### CONSIGNES
- A) Résumez l'extrait en deux phrases.
- B) Recopiez à l'identique les enregistrements, du tout début jusqu'à la ligne contenant « top-left (640, 39), bottom-right (703, 103) », celle-ci comprise. Ne reproduisez pas les images.

--- TEXTE CITÉ ---

La plupart des commentateurs politiques africains se demandent pourquoi l’État africain a continué à se plier aux intérêts extérieurs plutôt que de servir les intérêts des Africains. Il est évident que l’aide est au cœur des calculs des dirigeants africains qui choisissent les bienfaiteurs plutôt que leur peuple – l'(in)dépendance africaine. Cependant, il semble que les dirigeants se trouvent également dans cette camisole de force dont ils n’arrivent pas à se défaire. En d’autres termes, le faux départ souvent évoqué de l’Afrique depuis les années 1960 est lié à un seul fait : la décision de différents dirigeants nationalistes d'”expérimenter” en important des modèles de gouvernance étrangers.
En Afrique de l’Ouest, Nkrumah et Sékou Touré ont expérimenté le “socialisme scientifique”. En Afrique lusophone, Samora Machel et ses camarades ont expérimenté sa variante, le léninisme. Le Kenya et d’autres États “capitalistes” prétendent pratiquer une démocratie libérale qui n’est ni libérale ni démocratique. Seul Mwalimu Julius Nyerere, en Tanzanie, a tenté de mélanger le socialisme avec des aspects organiques de la société traditionnelle, ce qu’il a appelé le “communalisme”. Toutes ces tentatives succomberont au libéralisme (économique et politique) à la fin de la guerre froide avec le triomphe de l’Occident. Depuis lors, les dirigeants africains, sous la pression des puissances occidentales, ont engagé l’Afrique dans la voie de la démocratie – et de l’économie – libérale, sans que les Africains ordinaires ne s’y engagent eux-mêmes. Tout comme les dirigeants nationalistes avant eux, la plupart des dirigeants qui ont émergé après la fin de la guerre froide n’ont pas compris que leur mission était de passer d’un État colonial à un État souverain. S’ils avaient compris leur mission, ils auraient abordé les questions politiques et économiques tout en préservant le mode de vie africain et ses systèmes de valeurs. Et il y a des raisons impérieuses pour lesquelles cela était – et est toujours – crucial.
Premièrement, l’objectif de tout État souverain est de préserver le mode de vie des personnes qu’il gouverne. Par exemple, la pensée politique occidentale remonte à la civilisation grecque et à l’émergence de l’idée de la prééminence de l’individu dans la société. La devise “Je pense, donc je suis” reflète l’idée que, laissé à lui-même, l’individu est capable de tracer sa propre voie avec peu ou pas de soutien de la part de la communauté. Les mots les plus célèbres de Margaret Thatcher sont peut-être sa déclaration selon laquelle “il n’y a pas de société, il n’y a que des individus”. La capacité de Thatcher à canaliser les aspirations du peuple pour son État a façonné sa place dans l’histoire. Le fait est que l’idée de liberté individuelle reste au cœur de l’organisation politique (démocratie libérale) et économique (capitalisme) des sociétés occidentales. Le système de gouvernance occidental s’articule autour de la préservation de ce mode de vie où l’individu est suprême. En effet, la démocratie libérale est un système d’organisation politique où l’individu est libre de faire ce qu’il veut, d’exprimer ce désir comme il l’entend et de compter sur un vote unique comme seul outil pour les changements de société qu’il ou elle voudrait voir. De même, la “main invisible” du marché déterminera les opportunités de mobilité socio-économique. Du moins, c’est la théorie, car les lobbyistes, le racisme systématique, la corruption et le népotisme altèrent souvent cette aspiration de la société occidentale.

--- ENREGISTREMENTS FOURNIS ---

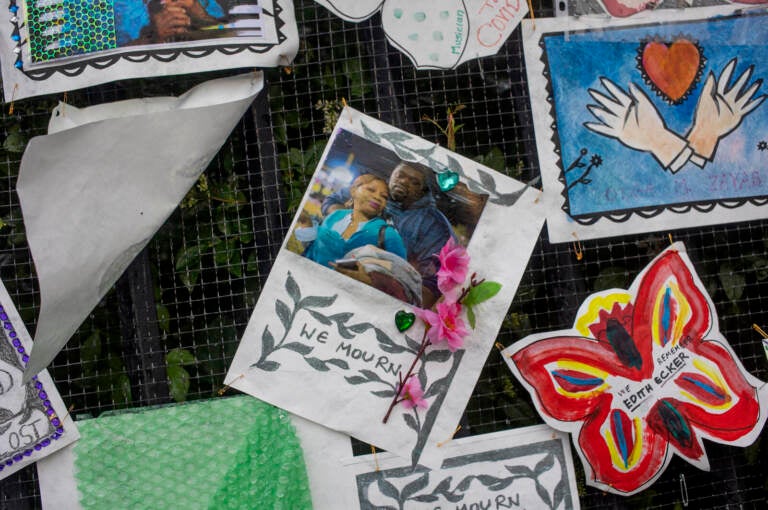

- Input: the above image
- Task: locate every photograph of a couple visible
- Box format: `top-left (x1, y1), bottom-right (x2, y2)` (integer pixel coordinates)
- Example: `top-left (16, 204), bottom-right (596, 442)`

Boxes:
top-left (287, 130), bottom-right (488, 307)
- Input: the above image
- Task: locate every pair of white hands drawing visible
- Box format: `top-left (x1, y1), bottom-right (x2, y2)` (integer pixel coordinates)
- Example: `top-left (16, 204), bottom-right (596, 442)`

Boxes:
top-left (584, 58), bottom-right (766, 173)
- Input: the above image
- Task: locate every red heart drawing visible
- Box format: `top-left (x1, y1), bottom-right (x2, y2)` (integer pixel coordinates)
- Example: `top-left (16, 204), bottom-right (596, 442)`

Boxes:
top-left (640, 39), bottom-right (703, 103)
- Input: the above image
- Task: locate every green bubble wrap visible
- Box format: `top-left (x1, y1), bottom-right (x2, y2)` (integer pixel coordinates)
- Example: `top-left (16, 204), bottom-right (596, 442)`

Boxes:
top-left (75, 396), bottom-right (312, 510)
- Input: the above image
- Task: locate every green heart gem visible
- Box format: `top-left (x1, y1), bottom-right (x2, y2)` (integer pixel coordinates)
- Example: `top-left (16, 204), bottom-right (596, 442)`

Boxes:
top-left (395, 310), bottom-right (416, 333)
top-left (437, 170), bottom-right (459, 191)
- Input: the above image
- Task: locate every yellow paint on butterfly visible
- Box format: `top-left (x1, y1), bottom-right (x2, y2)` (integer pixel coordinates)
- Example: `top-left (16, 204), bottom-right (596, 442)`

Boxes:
top-left (575, 292), bottom-right (632, 338)
top-left (550, 359), bottom-right (610, 398)
top-left (603, 418), bottom-right (643, 472)
top-left (651, 280), bottom-right (693, 347)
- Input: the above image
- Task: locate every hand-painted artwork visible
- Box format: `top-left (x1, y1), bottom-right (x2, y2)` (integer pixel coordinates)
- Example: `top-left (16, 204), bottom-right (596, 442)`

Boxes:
top-left (0, 0), bottom-right (299, 101)
top-left (294, 420), bottom-right (579, 510)
top-left (316, 0), bottom-right (528, 69)
top-left (0, 276), bottom-right (79, 479)
top-left (524, 7), bottom-right (768, 242)
top-left (225, 108), bottom-right (543, 465)
top-left (504, 243), bottom-right (768, 495)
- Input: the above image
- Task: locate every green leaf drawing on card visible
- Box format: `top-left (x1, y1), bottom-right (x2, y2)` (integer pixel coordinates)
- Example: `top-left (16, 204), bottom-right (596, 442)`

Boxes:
top-left (377, 476), bottom-right (400, 500)
top-left (400, 472), bottom-right (429, 501)
top-left (275, 299), bottom-right (291, 329)
top-left (411, 494), bottom-right (440, 503)
top-left (299, 294), bottom-right (338, 308)
top-left (381, 131), bottom-right (411, 143)
top-left (304, 357), bottom-right (349, 372)
top-left (461, 282), bottom-right (501, 306)
top-left (306, 309), bottom-right (333, 326)
top-left (261, 326), bottom-right (275, 358)
top-left (347, 322), bottom-right (373, 334)
top-left (344, 375), bottom-right (370, 386)
top-left (325, 358), bottom-right (349, 370)
top-left (251, 361), bottom-right (280, 372)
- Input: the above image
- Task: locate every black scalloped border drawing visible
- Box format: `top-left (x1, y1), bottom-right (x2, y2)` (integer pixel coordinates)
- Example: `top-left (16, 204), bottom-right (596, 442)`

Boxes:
top-left (11, 0), bottom-right (288, 81)
top-left (635, 32), bottom-right (707, 105)
top-left (538, 13), bottom-right (768, 225)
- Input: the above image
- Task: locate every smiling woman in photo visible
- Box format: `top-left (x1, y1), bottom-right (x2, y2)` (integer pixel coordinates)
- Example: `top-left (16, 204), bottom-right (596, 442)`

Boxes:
top-left (304, 174), bottom-right (406, 267)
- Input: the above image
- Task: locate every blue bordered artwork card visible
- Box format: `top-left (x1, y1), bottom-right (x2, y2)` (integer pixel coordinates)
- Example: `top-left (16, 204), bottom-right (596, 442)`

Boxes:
top-left (0, 281), bottom-right (80, 479)
top-left (0, 0), bottom-right (299, 102)
top-left (523, 7), bottom-right (768, 242)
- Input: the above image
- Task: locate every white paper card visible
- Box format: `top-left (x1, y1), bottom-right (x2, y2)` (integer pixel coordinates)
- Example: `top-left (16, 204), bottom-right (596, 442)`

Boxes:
top-left (294, 418), bottom-right (579, 510)
top-left (17, 73), bottom-right (263, 378)
top-left (225, 108), bottom-right (543, 466)
top-left (0, 281), bottom-right (80, 479)
top-left (316, 0), bottom-right (528, 69)
top-left (0, 0), bottom-right (299, 102)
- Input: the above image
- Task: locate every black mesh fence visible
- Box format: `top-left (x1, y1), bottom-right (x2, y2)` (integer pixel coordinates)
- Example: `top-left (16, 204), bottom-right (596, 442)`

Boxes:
top-left (0, 0), bottom-right (768, 509)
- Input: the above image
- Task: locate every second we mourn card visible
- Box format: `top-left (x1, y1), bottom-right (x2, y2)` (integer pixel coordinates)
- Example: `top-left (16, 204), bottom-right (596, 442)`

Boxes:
top-left (225, 108), bottom-right (543, 467)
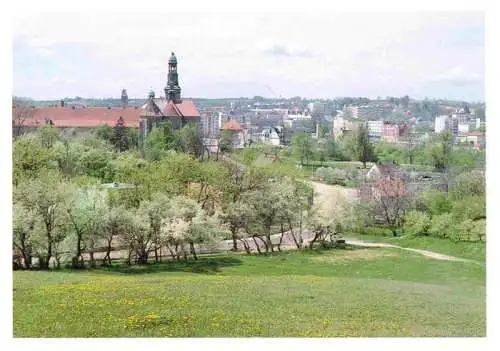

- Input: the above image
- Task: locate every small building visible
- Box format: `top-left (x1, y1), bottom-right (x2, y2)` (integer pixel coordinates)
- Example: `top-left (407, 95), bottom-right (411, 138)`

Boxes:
top-left (382, 122), bottom-right (410, 143)
top-left (222, 120), bottom-right (247, 149)
top-left (139, 52), bottom-right (200, 150)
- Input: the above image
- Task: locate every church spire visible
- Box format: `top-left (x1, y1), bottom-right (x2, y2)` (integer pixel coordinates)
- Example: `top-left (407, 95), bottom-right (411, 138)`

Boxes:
top-left (165, 52), bottom-right (181, 101)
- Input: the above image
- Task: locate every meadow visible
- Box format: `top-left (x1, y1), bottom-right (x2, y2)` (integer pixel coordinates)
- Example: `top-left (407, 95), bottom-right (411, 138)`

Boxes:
top-left (13, 247), bottom-right (486, 337)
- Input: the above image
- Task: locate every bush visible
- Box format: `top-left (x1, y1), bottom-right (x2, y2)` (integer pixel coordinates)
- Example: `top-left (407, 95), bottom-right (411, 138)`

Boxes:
top-left (450, 171), bottom-right (486, 199)
top-left (341, 203), bottom-right (375, 234)
top-left (430, 213), bottom-right (455, 238)
top-left (404, 211), bottom-right (431, 236)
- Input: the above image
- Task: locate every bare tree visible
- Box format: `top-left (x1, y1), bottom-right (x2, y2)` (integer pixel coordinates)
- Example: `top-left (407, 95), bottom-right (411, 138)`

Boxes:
top-left (373, 176), bottom-right (408, 236)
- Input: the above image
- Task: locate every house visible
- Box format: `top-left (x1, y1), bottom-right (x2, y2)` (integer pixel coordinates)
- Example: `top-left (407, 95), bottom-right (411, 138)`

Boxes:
top-left (260, 127), bottom-right (281, 146)
top-left (12, 53), bottom-right (200, 153)
top-left (221, 119), bottom-right (247, 149)
top-left (139, 52), bottom-right (200, 149)
top-left (359, 163), bottom-right (408, 201)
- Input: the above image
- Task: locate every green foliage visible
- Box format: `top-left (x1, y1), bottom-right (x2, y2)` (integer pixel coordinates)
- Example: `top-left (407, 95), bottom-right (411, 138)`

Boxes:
top-left (450, 171), bottom-right (486, 199)
top-left (417, 191), bottom-right (453, 216)
top-left (430, 213), bottom-right (455, 238)
top-left (430, 132), bottom-right (453, 172)
top-left (12, 135), bottom-right (56, 184)
top-left (13, 248), bottom-right (486, 337)
top-left (291, 133), bottom-right (313, 164)
top-left (345, 125), bottom-right (376, 167)
top-left (220, 130), bottom-right (234, 152)
top-left (92, 124), bottom-right (115, 143)
top-left (325, 140), bottom-right (348, 161)
top-left (316, 167), bottom-right (359, 186)
top-left (452, 196), bottom-right (486, 221)
top-left (404, 211), bottom-right (431, 236)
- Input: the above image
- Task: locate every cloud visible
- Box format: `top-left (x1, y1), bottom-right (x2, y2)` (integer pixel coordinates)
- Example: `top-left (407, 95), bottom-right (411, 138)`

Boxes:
top-left (431, 66), bottom-right (483, 86)
top-left (14, 12), bottom-right (484, 99)
top-left (50, 76), bottom-right (75, 85)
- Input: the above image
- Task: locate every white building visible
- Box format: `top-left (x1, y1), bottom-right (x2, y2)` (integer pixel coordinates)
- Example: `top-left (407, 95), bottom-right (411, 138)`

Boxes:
top-left (434, 115), bottom-right (449, 133)
top-left (367, 121), bottom-right (384, 136)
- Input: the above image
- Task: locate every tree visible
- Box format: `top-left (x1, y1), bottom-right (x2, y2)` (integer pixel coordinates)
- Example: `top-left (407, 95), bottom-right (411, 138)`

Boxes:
top-left (37, 125), bottom-right (59, 149)
top-left (12, 135), bottom-right (56, 185)
top-left (219, 130), bottom-right (234, 152)
top-left (347, 124), bottom-right (375, 168)
top-left (292, 133), bottom-right (313, 164)
top-left (112, 116), bottom-right (129, 152)
top-left (14, 171), bottom-right (69, 269)
top-left (66, 188), bottom-right (108, 268)
top-left (102, 206), bottom-right (130, 265)
top-left (404, 211), bottom-right (431, 236)
top-left (12, 203), bottom-right (36, 269)
top-left (374, 176), bottom-right (408, 236)
top-left (450, 170), bottom-right (486, 199)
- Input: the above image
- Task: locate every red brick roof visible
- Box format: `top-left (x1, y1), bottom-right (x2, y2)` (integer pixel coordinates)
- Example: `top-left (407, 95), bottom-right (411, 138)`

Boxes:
top-left (163, 100), bottom-right (200, 119)
top-left (12, 107), bottom-right (141, 128)
top-left (222, 119), bottom-right (241, 131)
top-left (12, 100), bottom-right (200, 128)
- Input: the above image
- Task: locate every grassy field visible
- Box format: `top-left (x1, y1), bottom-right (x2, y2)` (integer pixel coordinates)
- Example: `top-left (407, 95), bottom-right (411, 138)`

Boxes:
top-left (14, 249), bottom-right (486, 337)
top-left (346, 233), bottom-right (486, 262)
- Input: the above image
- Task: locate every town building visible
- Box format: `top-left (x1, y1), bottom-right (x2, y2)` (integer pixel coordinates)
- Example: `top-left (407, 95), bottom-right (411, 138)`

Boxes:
top-left (366, 120), bottom-right (384, 140)
top-left (434, 115), bottom-right (459, 136)
top-left (12, 53), bottom-right (200, 148)
top-left (221, 120), bottom-right (248, 149)
top-left (382, 122), bottom-right (410, 143)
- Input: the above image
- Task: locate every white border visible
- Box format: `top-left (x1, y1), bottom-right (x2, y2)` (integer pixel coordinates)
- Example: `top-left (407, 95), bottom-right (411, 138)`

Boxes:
top-left (0, 0), bottom-right (500, 351)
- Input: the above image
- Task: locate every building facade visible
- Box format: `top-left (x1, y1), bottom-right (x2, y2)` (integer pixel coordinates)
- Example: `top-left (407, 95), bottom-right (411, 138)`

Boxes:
top-left (139, 52), bottom-right (200, 150)
top-left (382, 122), bottom-right (410, 143)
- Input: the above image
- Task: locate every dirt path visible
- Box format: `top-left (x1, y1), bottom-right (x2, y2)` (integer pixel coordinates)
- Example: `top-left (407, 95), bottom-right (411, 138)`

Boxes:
top-left (305, 181), bottom-right (482, 265)
top-left (346, 239), bottom-right (482, 265)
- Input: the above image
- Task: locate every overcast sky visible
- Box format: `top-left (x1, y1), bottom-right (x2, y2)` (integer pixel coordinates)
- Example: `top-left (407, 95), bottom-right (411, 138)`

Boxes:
top-left (13, 12), bottom-right (484, 100)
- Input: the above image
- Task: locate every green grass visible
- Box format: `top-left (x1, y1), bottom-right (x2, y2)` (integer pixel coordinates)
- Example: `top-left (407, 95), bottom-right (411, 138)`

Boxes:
top-left (346, 229), bottom-right (486, 262)
top-left (14, 249), bottom-right (486, 337)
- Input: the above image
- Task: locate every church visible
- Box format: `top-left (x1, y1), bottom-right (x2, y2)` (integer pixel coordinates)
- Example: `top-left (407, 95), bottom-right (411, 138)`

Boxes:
top-left (139, 52), bottom-right (200, 149)
top-left (12, 53), bottom-right (200, 150)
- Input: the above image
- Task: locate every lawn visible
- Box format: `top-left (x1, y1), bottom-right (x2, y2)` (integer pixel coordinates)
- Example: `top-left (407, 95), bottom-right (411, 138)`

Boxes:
top-left (14, 249), bottom-right (486, 337)
top-left (346, 231), bottom-right (486, 262)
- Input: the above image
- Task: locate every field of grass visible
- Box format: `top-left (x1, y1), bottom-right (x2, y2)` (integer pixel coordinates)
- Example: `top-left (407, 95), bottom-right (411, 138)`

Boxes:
top-left (14, 249), bottom-right (486, 337)
top-left (346, 235), bottom-right (486, 262)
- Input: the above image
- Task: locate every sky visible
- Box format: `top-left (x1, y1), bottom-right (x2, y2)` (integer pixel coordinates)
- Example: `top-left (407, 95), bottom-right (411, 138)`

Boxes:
top-left (13, 11), bottom-right (485, 101)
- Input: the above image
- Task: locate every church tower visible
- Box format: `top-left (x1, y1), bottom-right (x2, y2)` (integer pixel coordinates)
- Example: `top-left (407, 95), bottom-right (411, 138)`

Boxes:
top-left (165, 52), bottom-right (181, 102)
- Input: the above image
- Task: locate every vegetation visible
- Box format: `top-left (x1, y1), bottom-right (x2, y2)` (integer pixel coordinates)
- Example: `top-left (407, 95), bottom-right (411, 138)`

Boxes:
top-left (14, 249), bottom-right (486, 337)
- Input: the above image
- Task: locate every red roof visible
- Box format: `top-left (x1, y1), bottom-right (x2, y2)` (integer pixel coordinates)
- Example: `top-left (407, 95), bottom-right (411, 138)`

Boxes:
top-left (222, 119), bottom-right (241, 130)
top-left (163, 100), bottom-right (200, 119)
top-left (12, 107), bottom-right (141, 128)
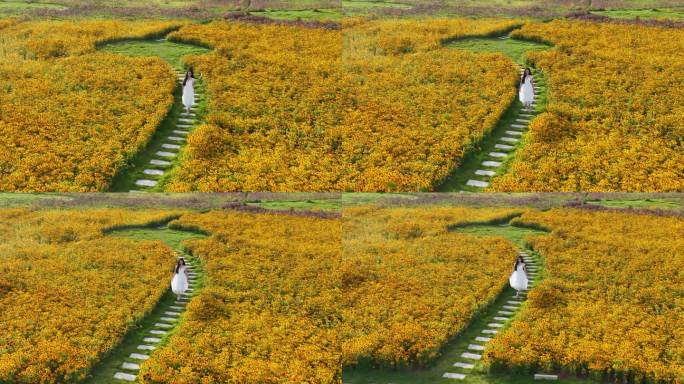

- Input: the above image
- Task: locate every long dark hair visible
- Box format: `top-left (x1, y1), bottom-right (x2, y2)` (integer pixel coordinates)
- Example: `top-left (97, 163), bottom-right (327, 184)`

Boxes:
top-left (183, 69), bottom-right (195, 87)
top-left (520, 68), bottom-right (532, 85)
top-left (173, 257), bottom-right (185, 273)
top-left (513, 256), bottom-right (525, 271)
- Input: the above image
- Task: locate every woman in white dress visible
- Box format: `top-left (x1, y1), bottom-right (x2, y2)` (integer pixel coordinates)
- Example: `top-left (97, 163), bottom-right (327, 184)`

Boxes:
top-left (518, 68), bottom-right (534, 111)
top-left (183, 69), bottom-right (195, 114)
top-left (171, 257), bottom-right (188, 300)
top-left (508, 256), bottom-right (528, 297)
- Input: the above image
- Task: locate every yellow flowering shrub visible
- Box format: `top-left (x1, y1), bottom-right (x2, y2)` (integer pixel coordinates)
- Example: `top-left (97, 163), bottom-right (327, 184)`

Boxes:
top-left (492, 20), bottom-right (684, 192)
top-left (339, 207), bottom-right (516, 367)
top-left (485, 209), bottom-right (684, 383)
top-left (0, 21), bottom-right (182, 192)
top-left (169, 20), bottom-right (517, 192)
top-left (139, 211), bottom-right (341, 384)
top-left (0, 209), bottom-right (182, 384)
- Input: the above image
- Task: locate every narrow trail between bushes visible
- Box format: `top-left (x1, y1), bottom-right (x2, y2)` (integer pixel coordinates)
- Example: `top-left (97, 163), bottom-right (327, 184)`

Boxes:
top-left (86, 220), bottom-right (204, 384)
top-left (343, 223), bottom-right (580, 384)
top-left (101, 39), bottom-right (209, 192)
top-left (438, 36), bottom-right (551, 192)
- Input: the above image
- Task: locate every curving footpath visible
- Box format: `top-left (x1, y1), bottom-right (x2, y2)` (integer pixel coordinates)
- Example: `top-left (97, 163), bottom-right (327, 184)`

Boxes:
top-left (114, 249), bottom-right (202, 382)
top-left (442, 250), bottom-right (540, 380)
top-left (130, 68), bottom-right (203, 192)
top-left (466, 66), bottom-right (546, 189)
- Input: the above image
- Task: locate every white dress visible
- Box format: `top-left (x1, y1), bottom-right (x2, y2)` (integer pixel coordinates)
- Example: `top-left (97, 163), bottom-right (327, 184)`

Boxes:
top-left (518, 76), bottom-right (534, 106)
top-left (508, 263), bottom-right (527, 291)
top-left (171, 266), bottom-right (188, 295)
top-left (183, 77), bottom-right (195, 109)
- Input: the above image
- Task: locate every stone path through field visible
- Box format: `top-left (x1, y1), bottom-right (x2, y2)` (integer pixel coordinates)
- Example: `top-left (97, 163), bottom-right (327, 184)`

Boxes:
top-left (442, 251), bottom-right (540, 380)
top-left (464, 67), bottom-right (546, 191)
top-left (130, 68), bottom-right (203, 192)
top-left (114, 250), bottom-right (202, 382)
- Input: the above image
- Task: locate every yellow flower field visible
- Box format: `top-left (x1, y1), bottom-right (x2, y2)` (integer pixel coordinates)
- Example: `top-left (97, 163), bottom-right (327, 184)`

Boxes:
top-left (139, 211), bottom-right (341, 384)
top-left (0, 20), bottom-right (178, 192)
top-left (492, 20), bottom-right (684, 192)
top-left (0, 209), bottom-right (180, 384)
top-left (485, 209), bottom-right (684, 383)
top-left (169, 20), bottom-right (517, 192)
top-left (339, 207), bottom-right (516, 367)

---

### CORRIGÉS
- A) Le faux départ de l'Afrique depuis les années 1960 tient à la décision de dirigeants nationalistes d'expérimenter des modèles de gouvernance étrangers, comme le socialisme scientifique ou le léninisme, avant que tous ne succombent au libéralisme imposé sous la pression occidentale après la guerre froide. Ces dirigeants n'ont pas compris que leur mission était de passer d'un État colonial à un État souverain, dont l'objectif est de préserver le mode de vie des personnes qu'il gouverne, comme le système occidental préserve la primauté de l'individu.

- B)
- Input: the above image
- Task: locate every photograph of a couple visible
- Box format: `top-left (x1, y1), bottom-right (x2, y2)` (integer pixel coordinates)
- Example: `top-left (16, 204), bottom-right (596, 442)`

Boxes:
top-left (287, 130), bottom-right (488, 307)
- Input: the above image
- Task: locate every pair of white hands drawing visible
- Box format: `top-left (x1, y1), bottom-right (x2, y2)` (integer pixel coordinates)
- Example: `top-left (16, 204), bottom-right (596, 442)`

Boxes:
top-left (584, 58), bottom-right (766, 173)
- Input: the above image
- Task: locate every red heart drawing visible
- Box format: `top-left (x1, y1), bottom-right (x2, y2)` (integer pixel coordinates)
- Example: `top-left (16, 204), bottom-right (596, 442)`

Boxes:
top-left (640, 39), bottom-right (703, 103)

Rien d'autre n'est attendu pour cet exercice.